(Collected data entries)
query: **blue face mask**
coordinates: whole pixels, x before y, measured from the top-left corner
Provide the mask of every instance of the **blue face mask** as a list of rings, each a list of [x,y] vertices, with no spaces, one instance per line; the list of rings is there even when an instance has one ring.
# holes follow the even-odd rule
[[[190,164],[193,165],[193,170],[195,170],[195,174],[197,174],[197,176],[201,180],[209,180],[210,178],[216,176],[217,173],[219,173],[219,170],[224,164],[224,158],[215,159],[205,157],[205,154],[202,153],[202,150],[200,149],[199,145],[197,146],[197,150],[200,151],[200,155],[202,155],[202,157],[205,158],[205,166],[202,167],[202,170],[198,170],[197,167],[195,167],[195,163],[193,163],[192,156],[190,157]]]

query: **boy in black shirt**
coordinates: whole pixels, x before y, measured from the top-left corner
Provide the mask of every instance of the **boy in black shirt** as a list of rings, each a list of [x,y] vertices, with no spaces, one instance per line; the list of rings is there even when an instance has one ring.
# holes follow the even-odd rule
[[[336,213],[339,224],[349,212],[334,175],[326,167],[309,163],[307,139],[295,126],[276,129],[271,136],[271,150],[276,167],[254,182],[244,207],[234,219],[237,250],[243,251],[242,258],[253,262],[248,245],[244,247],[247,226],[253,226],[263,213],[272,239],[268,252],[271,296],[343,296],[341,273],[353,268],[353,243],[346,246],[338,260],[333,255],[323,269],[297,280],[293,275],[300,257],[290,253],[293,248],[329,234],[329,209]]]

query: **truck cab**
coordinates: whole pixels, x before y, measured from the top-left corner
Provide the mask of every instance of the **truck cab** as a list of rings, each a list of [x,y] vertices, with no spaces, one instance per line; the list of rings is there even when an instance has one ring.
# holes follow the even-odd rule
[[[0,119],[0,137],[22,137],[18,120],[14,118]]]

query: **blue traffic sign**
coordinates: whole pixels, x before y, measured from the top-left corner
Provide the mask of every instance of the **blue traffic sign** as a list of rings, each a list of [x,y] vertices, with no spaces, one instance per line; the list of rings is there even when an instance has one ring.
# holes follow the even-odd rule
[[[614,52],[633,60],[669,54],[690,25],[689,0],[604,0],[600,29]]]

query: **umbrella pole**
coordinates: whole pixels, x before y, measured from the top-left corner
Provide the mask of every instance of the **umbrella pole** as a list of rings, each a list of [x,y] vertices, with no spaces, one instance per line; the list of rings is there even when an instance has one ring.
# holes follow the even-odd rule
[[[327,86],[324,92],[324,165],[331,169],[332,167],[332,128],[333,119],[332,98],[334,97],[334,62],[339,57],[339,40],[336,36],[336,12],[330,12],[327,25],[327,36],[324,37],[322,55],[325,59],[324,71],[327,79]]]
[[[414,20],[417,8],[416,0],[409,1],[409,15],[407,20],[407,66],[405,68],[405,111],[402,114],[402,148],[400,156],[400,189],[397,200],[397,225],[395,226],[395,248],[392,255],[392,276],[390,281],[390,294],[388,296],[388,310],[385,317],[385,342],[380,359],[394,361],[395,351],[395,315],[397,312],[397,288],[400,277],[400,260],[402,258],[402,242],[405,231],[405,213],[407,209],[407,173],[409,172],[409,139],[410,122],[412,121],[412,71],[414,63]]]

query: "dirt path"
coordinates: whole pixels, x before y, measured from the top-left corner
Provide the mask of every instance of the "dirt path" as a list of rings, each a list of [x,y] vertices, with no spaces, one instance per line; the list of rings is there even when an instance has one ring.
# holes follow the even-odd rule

EXERCISE AIM => From the lines above, copy those that contain the word "sign".

EXERCISE SOLUTION =>
query: **blue traffic sign**
Provide the mask of every instance of the **blue traffic sign** as a list of rings, each a list of [x,y] vertices, with no spaces, one instance per line; the list of rings is there even when an instance has one ring.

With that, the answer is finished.